Rewrite everything from the line containing "Mark every instance of the chair" down to the line containing "<point>284,561</point>", swapping "chair back slat" for "wooden seat slat" and leaving all else as it is.

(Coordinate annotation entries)

== == ==

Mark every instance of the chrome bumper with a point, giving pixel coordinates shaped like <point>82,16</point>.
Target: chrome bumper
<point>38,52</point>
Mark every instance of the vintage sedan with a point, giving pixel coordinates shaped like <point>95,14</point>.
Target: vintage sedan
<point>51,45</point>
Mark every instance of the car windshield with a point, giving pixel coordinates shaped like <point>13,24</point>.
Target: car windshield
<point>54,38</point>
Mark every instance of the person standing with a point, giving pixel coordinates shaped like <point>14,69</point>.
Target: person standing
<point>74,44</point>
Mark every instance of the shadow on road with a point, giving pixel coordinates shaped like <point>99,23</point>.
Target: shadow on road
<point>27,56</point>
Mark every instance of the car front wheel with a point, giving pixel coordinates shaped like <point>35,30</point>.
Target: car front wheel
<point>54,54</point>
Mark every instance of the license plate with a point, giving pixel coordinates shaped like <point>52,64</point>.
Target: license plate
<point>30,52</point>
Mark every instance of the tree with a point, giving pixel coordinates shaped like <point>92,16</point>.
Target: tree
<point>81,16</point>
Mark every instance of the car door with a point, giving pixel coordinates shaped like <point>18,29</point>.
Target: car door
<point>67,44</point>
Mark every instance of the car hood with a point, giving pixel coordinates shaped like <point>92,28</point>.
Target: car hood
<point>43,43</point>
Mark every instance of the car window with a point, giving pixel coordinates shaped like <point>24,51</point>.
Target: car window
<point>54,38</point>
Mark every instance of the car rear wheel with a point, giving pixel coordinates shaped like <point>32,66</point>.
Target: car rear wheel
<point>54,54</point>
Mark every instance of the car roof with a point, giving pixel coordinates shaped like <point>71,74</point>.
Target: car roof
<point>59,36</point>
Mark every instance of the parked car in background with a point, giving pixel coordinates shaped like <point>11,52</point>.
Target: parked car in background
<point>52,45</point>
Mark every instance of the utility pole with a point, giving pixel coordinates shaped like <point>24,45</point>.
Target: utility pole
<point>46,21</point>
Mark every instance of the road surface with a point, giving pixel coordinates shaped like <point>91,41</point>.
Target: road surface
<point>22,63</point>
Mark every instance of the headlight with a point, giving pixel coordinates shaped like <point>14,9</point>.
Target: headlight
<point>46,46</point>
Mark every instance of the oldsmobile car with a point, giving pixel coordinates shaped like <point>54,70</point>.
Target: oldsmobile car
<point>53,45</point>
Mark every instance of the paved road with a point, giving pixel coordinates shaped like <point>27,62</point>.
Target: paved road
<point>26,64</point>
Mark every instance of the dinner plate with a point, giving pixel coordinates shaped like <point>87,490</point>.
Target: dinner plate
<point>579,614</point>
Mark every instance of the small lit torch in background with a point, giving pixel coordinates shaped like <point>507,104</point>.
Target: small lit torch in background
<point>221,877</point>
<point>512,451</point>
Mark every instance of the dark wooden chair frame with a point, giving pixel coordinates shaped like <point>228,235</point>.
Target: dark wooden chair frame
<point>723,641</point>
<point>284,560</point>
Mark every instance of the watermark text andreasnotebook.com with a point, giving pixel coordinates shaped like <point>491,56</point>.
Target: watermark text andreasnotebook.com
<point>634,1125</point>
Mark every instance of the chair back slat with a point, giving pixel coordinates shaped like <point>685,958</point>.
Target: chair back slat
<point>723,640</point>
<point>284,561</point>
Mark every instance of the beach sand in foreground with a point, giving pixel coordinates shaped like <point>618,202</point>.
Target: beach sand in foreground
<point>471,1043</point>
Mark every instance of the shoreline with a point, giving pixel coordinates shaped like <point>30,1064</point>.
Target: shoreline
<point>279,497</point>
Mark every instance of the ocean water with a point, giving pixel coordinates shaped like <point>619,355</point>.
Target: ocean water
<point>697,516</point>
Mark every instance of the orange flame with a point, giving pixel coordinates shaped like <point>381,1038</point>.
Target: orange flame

== == ==

* **Answer to the task**:
Mark every instance of the wooden seat slat with a point, giving pixel coordinates shaped like <point>685,958</point>.
Target: wooden seat slat
<point>723,640</point>
<point>284,561</point>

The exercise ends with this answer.